= Beginning of Section =

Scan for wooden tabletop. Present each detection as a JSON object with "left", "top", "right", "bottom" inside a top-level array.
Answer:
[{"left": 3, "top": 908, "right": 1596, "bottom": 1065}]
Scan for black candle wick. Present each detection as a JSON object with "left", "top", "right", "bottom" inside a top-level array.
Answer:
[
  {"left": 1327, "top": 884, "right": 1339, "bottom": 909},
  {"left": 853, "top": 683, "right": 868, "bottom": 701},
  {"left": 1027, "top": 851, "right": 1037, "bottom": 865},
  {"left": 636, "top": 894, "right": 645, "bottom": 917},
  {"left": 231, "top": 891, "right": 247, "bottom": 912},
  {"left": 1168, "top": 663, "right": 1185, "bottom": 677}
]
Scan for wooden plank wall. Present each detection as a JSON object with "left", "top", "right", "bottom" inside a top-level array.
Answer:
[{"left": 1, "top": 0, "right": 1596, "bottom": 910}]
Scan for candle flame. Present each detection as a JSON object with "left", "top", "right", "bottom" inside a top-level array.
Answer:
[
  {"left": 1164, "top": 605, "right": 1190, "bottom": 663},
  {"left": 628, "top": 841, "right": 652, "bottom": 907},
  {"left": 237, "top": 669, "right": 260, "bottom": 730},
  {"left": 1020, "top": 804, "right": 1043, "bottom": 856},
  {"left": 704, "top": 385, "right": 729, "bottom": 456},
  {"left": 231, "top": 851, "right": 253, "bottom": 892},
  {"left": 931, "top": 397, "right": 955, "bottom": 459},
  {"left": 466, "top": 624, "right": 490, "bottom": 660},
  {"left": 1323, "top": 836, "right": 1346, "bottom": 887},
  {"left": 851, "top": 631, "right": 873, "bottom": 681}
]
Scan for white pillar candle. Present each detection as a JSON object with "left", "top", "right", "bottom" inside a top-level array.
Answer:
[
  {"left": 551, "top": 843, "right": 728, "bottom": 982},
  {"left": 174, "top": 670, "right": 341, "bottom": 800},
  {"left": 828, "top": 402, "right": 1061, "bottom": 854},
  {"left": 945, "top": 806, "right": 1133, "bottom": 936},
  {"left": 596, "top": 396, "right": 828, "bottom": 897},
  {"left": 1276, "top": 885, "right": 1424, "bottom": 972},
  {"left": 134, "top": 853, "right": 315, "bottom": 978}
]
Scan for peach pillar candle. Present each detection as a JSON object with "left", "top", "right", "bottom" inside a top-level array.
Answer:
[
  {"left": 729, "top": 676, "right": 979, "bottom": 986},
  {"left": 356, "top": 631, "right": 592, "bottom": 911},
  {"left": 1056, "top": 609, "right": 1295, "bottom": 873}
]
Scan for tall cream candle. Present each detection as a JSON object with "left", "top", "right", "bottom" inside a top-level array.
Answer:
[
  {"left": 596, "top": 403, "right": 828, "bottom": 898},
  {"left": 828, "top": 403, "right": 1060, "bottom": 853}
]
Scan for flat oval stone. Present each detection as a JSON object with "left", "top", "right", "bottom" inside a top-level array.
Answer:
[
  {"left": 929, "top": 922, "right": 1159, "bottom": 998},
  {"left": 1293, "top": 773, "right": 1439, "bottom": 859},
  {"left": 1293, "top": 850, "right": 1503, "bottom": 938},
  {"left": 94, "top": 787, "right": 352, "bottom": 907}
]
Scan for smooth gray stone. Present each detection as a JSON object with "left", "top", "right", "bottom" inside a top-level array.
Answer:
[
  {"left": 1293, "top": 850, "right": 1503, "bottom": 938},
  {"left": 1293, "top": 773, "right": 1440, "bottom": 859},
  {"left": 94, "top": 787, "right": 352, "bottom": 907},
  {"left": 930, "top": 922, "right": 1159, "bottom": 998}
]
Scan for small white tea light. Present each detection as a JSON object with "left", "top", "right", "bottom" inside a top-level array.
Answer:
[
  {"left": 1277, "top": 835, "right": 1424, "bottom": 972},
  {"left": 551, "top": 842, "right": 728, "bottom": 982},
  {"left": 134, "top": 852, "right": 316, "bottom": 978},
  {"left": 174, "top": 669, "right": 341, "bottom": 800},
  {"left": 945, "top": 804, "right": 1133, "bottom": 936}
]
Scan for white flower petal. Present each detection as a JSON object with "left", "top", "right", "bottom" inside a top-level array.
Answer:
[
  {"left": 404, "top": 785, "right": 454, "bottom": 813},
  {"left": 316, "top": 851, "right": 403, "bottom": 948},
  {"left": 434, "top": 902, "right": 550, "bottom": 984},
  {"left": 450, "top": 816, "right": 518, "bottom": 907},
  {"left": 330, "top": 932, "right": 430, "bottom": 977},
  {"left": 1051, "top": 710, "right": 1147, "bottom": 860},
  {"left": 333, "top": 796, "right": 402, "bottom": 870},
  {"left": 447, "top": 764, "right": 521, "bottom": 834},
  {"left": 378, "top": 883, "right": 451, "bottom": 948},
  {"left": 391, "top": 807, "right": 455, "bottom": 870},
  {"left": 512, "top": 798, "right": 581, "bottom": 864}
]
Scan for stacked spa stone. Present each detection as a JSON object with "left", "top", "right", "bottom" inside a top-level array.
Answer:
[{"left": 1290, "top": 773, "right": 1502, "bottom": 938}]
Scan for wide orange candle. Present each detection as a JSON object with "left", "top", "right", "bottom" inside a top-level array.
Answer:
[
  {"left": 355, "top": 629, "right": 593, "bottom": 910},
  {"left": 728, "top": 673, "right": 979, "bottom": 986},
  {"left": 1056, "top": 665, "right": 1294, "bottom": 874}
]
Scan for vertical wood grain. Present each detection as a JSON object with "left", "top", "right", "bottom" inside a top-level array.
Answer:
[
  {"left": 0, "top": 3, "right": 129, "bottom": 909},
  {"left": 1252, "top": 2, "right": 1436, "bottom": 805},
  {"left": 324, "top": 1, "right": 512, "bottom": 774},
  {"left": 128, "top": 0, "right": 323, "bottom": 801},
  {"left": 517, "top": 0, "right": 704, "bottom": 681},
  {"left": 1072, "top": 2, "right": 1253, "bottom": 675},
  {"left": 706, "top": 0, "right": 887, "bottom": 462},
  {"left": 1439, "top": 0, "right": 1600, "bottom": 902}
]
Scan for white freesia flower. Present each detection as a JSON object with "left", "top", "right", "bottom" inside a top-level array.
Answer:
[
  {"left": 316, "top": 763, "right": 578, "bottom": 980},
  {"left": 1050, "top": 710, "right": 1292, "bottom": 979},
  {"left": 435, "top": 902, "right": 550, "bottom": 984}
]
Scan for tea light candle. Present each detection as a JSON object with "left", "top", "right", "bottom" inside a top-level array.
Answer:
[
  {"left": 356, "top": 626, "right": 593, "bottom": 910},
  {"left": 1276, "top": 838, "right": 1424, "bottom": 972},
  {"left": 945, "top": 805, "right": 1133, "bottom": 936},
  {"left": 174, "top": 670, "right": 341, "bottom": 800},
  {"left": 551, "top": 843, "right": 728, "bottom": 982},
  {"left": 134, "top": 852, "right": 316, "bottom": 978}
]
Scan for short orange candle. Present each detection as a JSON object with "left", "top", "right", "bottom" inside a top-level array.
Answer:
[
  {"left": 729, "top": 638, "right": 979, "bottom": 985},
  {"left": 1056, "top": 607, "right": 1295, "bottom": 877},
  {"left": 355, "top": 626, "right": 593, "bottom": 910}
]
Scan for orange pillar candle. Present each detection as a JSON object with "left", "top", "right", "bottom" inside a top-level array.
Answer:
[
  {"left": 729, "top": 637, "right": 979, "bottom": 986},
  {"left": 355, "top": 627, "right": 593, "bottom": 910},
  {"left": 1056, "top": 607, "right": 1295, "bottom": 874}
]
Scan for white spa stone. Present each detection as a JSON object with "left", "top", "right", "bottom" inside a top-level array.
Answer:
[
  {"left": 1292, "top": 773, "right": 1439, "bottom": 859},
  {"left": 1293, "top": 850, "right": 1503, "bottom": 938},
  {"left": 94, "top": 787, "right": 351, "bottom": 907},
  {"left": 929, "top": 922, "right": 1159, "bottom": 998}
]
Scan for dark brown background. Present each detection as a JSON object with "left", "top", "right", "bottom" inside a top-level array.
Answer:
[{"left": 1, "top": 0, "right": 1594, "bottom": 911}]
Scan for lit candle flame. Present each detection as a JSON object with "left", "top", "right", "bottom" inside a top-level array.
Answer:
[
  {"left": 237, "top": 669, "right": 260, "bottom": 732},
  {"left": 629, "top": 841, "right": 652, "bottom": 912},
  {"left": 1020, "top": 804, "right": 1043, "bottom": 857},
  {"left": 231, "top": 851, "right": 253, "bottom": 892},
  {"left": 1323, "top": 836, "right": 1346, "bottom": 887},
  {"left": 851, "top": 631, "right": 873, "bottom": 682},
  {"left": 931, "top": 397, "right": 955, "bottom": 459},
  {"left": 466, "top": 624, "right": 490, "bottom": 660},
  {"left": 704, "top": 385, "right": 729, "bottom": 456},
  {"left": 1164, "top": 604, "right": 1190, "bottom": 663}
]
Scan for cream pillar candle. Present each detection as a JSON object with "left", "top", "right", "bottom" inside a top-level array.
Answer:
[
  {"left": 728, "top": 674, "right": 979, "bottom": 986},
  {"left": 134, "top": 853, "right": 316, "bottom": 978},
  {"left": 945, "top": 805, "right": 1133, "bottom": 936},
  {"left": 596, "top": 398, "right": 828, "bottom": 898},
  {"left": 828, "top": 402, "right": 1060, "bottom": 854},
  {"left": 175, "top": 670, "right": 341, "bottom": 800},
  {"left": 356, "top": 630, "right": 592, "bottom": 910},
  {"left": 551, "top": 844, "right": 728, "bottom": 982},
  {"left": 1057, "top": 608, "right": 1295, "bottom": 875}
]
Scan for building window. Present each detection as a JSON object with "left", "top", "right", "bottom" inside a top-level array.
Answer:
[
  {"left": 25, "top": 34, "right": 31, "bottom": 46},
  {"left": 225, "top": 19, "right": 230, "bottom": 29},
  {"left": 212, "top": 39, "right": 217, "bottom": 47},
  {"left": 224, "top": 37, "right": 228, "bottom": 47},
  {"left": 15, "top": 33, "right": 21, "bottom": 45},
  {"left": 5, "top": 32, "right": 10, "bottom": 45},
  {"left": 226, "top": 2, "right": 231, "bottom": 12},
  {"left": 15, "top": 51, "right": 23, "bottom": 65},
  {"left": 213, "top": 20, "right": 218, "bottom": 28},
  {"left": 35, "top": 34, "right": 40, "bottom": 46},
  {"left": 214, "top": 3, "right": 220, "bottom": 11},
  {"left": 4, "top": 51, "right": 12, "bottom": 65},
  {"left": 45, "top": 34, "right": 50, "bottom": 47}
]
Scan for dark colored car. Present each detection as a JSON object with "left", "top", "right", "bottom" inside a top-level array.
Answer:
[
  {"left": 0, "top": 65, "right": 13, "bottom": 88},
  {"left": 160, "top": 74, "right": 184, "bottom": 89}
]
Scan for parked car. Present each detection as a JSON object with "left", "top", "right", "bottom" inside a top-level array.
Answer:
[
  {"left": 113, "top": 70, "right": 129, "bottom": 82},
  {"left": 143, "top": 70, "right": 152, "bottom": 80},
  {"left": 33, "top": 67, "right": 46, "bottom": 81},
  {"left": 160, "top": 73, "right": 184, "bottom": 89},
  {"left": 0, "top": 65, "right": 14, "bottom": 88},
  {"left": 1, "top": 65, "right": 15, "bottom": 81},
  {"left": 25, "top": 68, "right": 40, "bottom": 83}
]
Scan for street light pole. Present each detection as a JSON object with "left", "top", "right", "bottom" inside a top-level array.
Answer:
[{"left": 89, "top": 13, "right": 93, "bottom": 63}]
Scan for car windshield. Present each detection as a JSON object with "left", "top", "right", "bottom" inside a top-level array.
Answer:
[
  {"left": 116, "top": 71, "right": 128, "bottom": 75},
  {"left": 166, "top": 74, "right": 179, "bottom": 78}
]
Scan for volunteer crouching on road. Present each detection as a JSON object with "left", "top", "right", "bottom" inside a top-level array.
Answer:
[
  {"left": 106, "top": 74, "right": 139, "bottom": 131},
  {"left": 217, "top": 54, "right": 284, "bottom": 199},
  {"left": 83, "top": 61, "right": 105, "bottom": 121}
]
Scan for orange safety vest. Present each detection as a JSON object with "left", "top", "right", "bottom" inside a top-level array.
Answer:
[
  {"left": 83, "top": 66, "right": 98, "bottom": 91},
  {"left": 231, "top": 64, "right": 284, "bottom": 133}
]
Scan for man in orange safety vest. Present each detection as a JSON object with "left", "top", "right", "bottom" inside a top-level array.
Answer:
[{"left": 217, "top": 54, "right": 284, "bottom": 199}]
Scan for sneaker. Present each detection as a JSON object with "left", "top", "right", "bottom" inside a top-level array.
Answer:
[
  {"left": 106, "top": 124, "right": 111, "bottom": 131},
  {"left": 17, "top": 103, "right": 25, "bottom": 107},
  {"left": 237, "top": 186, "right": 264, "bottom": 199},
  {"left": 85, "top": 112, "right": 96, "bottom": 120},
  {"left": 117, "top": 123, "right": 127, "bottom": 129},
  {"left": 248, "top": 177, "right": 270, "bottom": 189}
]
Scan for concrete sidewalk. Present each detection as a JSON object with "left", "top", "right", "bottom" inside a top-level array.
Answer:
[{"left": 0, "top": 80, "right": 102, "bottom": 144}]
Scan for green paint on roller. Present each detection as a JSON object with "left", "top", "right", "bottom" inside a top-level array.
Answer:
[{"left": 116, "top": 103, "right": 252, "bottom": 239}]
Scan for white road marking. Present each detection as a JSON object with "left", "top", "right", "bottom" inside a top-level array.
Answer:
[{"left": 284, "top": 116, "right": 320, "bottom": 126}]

= End of Section =

▶ _Your instructions_
Each line from the one containing "Scan for green" through the end of the material must be returned exactly; no other line should appear.

▶ _Response to this exercise_
Scan for green paint on roller. Present each detection as a JSON object with "left", "top", "right", "bottom" inside a top-level array.
Answer:
[{"left": 116, "top": 103, "right": 252, "bottom": 239}]
Scan for white road marking. Present each detection as a JSON object with "left", "top", "right", "bottom" inside a top-level array.
Answer:
[{"left": 284, "top": 116, "right": 320, "bottom": 126}]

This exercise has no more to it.